>> start Task material

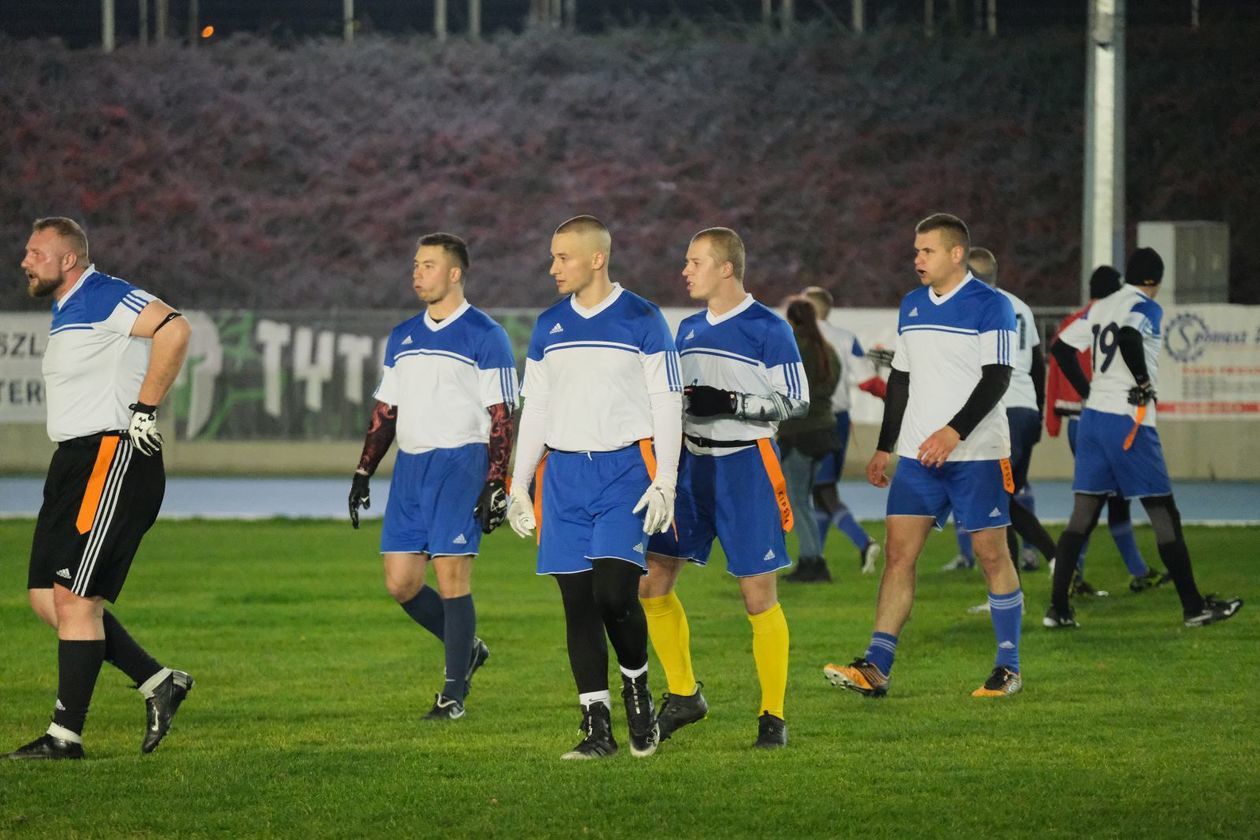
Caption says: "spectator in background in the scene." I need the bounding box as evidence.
[794,286,887,574]
[779,297,840,583]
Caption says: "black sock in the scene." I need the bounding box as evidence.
[105,610,161,685]
[556,572,609,694]
[53,639,105,734]
[442,594,476,701]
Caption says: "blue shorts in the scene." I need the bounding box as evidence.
[381,443,490,557]
[534,443,651,574]
[888,458,1013,531]
[1072,408,1173,499]
[814,412,849,487]
[648,443,786,578]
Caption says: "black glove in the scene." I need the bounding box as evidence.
[683,385,736,417]
[1129,380,1155,406]
[473,479,508,534]
[350,472,372,528]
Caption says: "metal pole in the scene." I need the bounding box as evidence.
[1081,0,1125,301]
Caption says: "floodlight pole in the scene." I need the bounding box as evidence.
[1081,0,1125,302]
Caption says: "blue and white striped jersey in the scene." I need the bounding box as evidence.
[892,272,1017,461]
[522,283,683,452]
[677,295,809,455]
[375,301,517,455]
[43,266,155,441]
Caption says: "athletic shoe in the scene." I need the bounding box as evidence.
[971,665,1023,698]
[1186,594,1242,627]
[941,554,975,572]
[862,540,883,574]
[464,636,490,698]
[1129,569,1163,592]
[1041,604,1080,630]
[621,673,660,758]
[422,694,464,720]
[823,656,888,698]
[140,671,193,753]
[656,683,708,741]
[5,734,83,761]
[561,703,617,761]
[752,712,788,749]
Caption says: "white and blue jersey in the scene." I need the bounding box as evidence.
[892,272,1017,461]
[375,301,517,455]
[43,266,156,442]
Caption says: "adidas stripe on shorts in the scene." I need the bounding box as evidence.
[26,432,166,601]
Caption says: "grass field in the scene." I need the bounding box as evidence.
[0,520,1260,837]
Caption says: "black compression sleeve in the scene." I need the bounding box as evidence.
[948,364,1012,441]
[874,368,910,452]
[1050,339,1090,399]
[1115,326,1150,385]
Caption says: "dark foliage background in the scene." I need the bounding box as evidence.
[0,24,1260,309]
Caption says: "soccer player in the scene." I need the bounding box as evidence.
[788,286,887,579]
[823,213,1023,696]
[9,217,193,759]
[1046,266,1171,594]
[508,215,682,759]
[639,228,811,748]
[1042,248,1242,628]
[350,233,517,720]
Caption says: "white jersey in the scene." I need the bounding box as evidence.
[677,295,809,456]
[818,321,876,414]
[892,272,1016,461]
[1058,283,1164,426]
[43,266,156,441]
[375,301,517,455]
[522,283,683,452]
[998,288,1041,409]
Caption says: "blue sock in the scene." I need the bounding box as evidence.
[989,589,1023,671]
[442,594,476,700]
[866,632,897,676]
[832,501,871,552]
[398,586,446,641]
[1108,519,1150,578]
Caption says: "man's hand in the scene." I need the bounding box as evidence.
[867,450,891,487]
[350,472,372,528]
[683,385,736,417]
[508,487,538,538]
[630,482,674,534]
[473,479,508,534]
[1129,380,1155,406]
[919,426,963,467]
[127,403,161,455]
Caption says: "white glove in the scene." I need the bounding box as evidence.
[508,489,538,538]
[630,482,674,534]
[127,403,161,455]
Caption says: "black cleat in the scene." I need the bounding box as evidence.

>> end Task material

#### Work instructions:
Repeat the part of the items above that opens with the line containing "compression sleeve in" and closes with the line containing "[350,233,517,720]", both lines included.

#### Expected answer:
Caption says: "black compression sleeve in the scene." I need the bounding box as evidence.
[948,364,1012,441]
[874,368,910,452]
[1050,339,1090,399]
[1115,326,1150,385]
Caption says: "dark foliage background in the scene." I need the bounding box as evidence.
[0,24,1260,309]
Caption says: "soccer player in the scene." I need the bounding box as evidence.
[788,286,887,579]
[823,213,1023,696]
[9,217,193,759]
[1046,266,1171,594]
[508,215,682,759]
[639,228,811,748]
[1042,248,1242,628]
[350,233,517,720]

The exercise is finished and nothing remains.